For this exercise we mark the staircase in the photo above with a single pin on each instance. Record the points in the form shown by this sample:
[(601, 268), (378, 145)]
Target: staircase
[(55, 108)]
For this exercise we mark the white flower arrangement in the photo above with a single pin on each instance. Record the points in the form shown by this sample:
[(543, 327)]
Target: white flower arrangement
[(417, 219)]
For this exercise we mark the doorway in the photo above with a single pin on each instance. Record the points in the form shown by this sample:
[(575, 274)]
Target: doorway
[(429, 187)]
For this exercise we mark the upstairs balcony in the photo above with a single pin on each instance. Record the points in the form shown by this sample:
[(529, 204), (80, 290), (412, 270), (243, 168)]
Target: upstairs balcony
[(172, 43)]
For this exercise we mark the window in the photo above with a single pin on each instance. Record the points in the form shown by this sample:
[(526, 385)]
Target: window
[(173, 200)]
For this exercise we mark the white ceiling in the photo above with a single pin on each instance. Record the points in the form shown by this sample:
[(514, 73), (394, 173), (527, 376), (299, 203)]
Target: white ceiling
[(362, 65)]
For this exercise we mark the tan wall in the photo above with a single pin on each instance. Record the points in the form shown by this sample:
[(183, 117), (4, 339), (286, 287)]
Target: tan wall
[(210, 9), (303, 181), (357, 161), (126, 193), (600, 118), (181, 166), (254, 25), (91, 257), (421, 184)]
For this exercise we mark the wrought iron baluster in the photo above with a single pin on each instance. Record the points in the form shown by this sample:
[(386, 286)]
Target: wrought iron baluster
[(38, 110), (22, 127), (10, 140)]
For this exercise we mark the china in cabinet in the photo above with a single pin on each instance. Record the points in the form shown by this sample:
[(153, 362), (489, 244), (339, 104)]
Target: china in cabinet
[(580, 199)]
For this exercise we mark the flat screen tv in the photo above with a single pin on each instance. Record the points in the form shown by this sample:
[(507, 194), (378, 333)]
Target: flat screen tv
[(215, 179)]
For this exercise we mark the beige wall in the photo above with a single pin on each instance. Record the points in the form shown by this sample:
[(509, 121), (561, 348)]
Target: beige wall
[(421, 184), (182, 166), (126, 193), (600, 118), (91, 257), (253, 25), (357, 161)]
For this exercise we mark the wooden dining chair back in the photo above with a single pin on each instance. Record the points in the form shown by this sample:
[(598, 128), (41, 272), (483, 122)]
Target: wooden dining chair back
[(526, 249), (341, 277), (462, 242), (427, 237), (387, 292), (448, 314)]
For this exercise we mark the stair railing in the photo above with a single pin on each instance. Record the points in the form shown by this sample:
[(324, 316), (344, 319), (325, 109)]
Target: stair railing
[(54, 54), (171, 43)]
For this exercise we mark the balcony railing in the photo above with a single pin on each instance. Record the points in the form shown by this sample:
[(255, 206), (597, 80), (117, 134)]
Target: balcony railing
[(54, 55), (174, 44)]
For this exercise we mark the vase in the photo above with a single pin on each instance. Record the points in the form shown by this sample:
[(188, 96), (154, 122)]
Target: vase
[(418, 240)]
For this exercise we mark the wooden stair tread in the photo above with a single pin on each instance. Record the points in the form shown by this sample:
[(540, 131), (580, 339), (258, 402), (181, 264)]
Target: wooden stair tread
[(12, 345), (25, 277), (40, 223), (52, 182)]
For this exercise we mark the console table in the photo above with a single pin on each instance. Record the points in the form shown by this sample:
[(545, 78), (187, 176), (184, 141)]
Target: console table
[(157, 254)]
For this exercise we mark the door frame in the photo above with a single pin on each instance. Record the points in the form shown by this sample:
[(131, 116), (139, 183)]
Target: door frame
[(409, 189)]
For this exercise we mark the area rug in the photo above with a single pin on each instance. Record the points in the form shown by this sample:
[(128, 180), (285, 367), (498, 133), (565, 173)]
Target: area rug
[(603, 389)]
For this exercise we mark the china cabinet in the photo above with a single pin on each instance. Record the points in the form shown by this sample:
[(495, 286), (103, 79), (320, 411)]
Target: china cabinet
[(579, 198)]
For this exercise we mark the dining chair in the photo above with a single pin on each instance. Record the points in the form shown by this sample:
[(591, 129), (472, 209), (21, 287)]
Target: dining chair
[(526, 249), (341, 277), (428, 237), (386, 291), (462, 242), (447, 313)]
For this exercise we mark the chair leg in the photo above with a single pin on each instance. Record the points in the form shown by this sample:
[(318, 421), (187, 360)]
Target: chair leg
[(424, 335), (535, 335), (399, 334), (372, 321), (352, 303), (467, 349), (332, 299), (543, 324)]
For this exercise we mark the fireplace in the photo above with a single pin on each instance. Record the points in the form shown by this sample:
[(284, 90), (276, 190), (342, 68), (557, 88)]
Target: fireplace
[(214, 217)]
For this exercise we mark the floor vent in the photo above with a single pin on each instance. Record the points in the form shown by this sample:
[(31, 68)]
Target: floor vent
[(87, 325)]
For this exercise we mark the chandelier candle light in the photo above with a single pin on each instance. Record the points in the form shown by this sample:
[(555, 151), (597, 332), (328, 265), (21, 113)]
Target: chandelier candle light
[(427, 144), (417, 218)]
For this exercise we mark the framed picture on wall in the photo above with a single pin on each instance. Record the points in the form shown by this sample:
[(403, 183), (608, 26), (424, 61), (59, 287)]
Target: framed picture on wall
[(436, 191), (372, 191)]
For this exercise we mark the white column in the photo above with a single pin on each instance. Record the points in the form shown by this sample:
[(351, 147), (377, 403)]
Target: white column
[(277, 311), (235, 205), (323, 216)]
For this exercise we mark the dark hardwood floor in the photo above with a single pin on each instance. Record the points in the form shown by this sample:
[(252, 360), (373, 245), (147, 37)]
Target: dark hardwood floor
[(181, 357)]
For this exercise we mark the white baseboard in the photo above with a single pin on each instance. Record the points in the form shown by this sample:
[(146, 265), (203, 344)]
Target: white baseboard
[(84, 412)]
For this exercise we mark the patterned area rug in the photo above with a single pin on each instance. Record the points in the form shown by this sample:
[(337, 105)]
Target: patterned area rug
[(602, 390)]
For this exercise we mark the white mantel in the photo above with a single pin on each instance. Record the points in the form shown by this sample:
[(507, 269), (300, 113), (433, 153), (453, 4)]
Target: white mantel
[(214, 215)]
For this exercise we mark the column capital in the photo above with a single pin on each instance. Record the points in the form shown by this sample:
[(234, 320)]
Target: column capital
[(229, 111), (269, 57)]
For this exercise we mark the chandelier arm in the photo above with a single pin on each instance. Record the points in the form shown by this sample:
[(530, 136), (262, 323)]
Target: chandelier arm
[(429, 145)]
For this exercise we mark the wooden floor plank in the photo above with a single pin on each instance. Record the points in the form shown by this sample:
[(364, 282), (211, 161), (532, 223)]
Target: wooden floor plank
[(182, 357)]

——

Copy out all of the data above word for word, keeping every line as it stands.

For this exercise we mark the staircase in the photo above with a single pin on each instance. Record the points in the form shown by this sample:
[(601, 268), (378, 145)]
Target: staircase
[(55, 108)]
For this exercise we mark the white flower arrangement in the photo above with a single pin on each instance. Record the points in the form shown by this sample:
[(543, 327)]
Target: white flower arrangement
[(417, 219)]
For this exercise we mark the doorway in the photo above with a single pin on each instance. Record the points in the form shown by this sample:
[(575, 274)]
Target: doorway
[(429, 187)]
For this exercise we mark the upstairs balcony in the photo above with a single pin on each instance. Record the points in the form shown by this sample:
[(529, 204), (80, 290), (412, 270), (243, 168)]
Target: upstairs balcony
[(172, 43)]
For this exercise we mark the window in the photo above with a single pin on each instance. Record the points in the form shown by this sample:
[(526, 385)]
Target: window
[(173, 200)]
For this exercise we mark the white ceiling in the photo above with a single pin on each instance. Record the points in the form shown by this sample:
[(514, 73), (394, 173), (527, 376), (299, 203)]
Target: white ceiling
[(362, 65)]
For this exercise we mark the tan wall in the photo above with a single pin on each instance. Record the points in the form shown by this sample:
[(183, 117), (4, 339), (286, 287)]
Target: tan wall
[(210, 9), (303, 181), (357, 161), (126, 193), (600, 118), (181, 166), (254, 25), (91, 257), (421, 184)]
For this exercise we mark the wrought iron baluster in the photo above with a single pin on each instance. Record the points in the form shown by this sample:
[(386, 286)]
Target: wrought iron baluster
[(38, 110), (22, 127), (10, 140)]
For this exercise we mark the china in cabinet in the photo above with a single pin on each instance. Record the points in the form shown by this sample:
[(153, 362), (489, 244), (339, 104)]
Target: china in cabinet
[(580, 199)]
For this exercise we mark the flat screen tv in the photo above with a single pin on each instance. Record the points in the form shown by this sample:
[(507, 194), (378, 333)]
Target: flat screen tv
[(215, 179)]
For this exercise we mark the beige wall in the photo above with a single pin on each instance. Record the points in the form shown by this sample:
[(509, 121), (561, 348)]
Target: beige wall
[(421, 184), (182, 166), (126, 193), (600, 118), (91, 257), (253, 25), (357, 161)]
For this exercise we mark the wooden dining chair back in the photo above with a single pin on each instance. Record the points in the form shown by this sample:
[(598, 128), (41, 272), (483, 122)]
Target: wooden dining chair back
[(526, 249), (341, 277), (462, 242), (427, 237), (387, 292), (448, 314)]
For this exercise we mark the stair railing in the photo above with a single pin on each instance. Record the points in the form shown by this sample:
[(324, 316), (344, 319), (325, 109)]
Target: stair railing
[(54, 54), (171, 43)]
For this exercise we mark the balcony railing in the photo above with a single pin on each instance. Record the points in the form shown by this sample:
[(255, 206), (597, 80), (117, 134)]
Target: balcony railing
[(54, 55), (174, 44)]
For this exercise we mark the vase in the photo above with a single pin on each instance. Record the points in the form shown by this sample:
[(188, 96), (154, 122)]
Target: vase
[(418, 240)]
For this exercise we mark the wooden stair tread in the photo above with a single pin on each instance. Record the points in the form shown by this sample:
[(540, 131), (580, 339), (258, 402), (181, 264)]
Target: wooden stair tread
[(12, 345), (25, 277), (40, 223), (52, 182)]
For this exercise we mark the console table in the photo above with a single pin on each instance. Record the points in the form shown by this sample:
[(545, 78), (187, 176), (184, 141)]
Target: console table
[(157, 254)]
For this exercise we mark the door frame in the photo above with a single pin on each instance. Record the points in the form shown by this sample:
[(131, 116), (139, 183)]
Target: door frame
[(409, 189)]
For this exercise we mark the area rug in the photo above with a single pin on each instance. Record the points in the form shown by this sample:
[(128, 180), (285, 367), (498, 133), (565, 173)]
Target: area rug
[(603, 389)]
For this exercise we mark the china cabinet in the photo above with a single pin on each instance. Record the points in the form shown by this sample:
[(495, 286), (103, 79), (320, 411)]
Target: china cabinet
[(579, 198)]
For this exercise we mark the dining chair in the photo above with a single pin on each instance. Record the points in the form shown by this sample:
[(591, 129), (472, 209), (21, 287)]
Target: dining chair
[(526, 249), (341, 277), (428, 237), (386, 291), (462, 242), (447, 313)]
For this exercise we mark the chair leg in the photo above with a single pin on each instance. Record the points in the form shown by this sample:
[(318, 421), (187, 360)]
Target: chair leg
[(424, 335), (535, 335), (399, 334), (372, 321), (352, 303), (467, 349), (332, 299), (543, 324)]
For this exercise we mark the fireplace in the photo above with a single pin on each instance. Record the points in the form shown by this sample:
[(284, 90), (276, 190), (342, 68), (557, 88)]
Target: fireplace
[(214, 217)]
For this exercise we mark the floor vent in the photo above with a single pin on each instance. Record the points in the form shown by this sample:
[(31, 68)]
Target: floor vent
[(87, 325)]
For this exercise we mark the chandelier candle light in the photo above with a single pin on each instance. Record the points in the form shown by this sample:
[(555, 151), (597, 332), (328, 265), (21, 113)]
Target: chandelier candle light
[(427, 144), (417, 218)]
For this exercise we mark the framed picture on wall in the photo above with a single pin on each instance. Record the points in the form shown by this sample:
[(403, 183), (608, 26), (424, 61), (59, 287)]
Target: framed picture on wall
[(436, 191), (372, 191)]
For this exercise we mark the white column in the photo above with a single pin on each instance. Record the points in the form shown by this sample:
[(351, 147), (377, 403)]
Target: white column
[(277, 311), (235, 205), (323, 216)]
For this exercise we mark the dark hardwood floor in the photo above with a single pin on each instance. Record the points in the form shown by this sample:
[(252, 360), (373, 245), (147, 37)]
Target: dark hardwood floor
[(181, 357)]
For this exercise we mark the white baseboard in the photo above with a single pin on each instance. Record the points in the form shown by this sample:
[(146, 265), (203, 344)]
Target: white baseboard
[(84, 412)]
For this exercise we mark the patterned area rug in the photo above with a single pin on each instance. Record the points in the form shown by this sample:
[(337, 105)]
Target: patterned area rug
[(602, 390)]
For this exercise we mark the white mantel in the photo above with a single pin on each instance. Record the points in the form shown by this sample:
[(507, 269), (300, 113), (433, 153), (453, 4)]
Target: white mantel
[(214, 215)]
For this exercise we mark the column capital in the photo above with a single pin on each instance. Record the points in the form shown by this sample:
[(234, 320)]
Target: column capital
[(229, 111), (269, 57)]
For this exercise we mark the chandelier arm in the photo above with a single pin on each instance. Record the points in the form shown by this sample:
[(530, 136), (262, 323)]
Target: chandelier arm
[(429, 145)]
For this exercise we mark the wooden floor plank in the photo above with a single pin on each instance. Record the points in the form shown by this sample:
[(364, 282), (211, 161), (532, 223)]
Target: wooden floor plank
[(182, 357)]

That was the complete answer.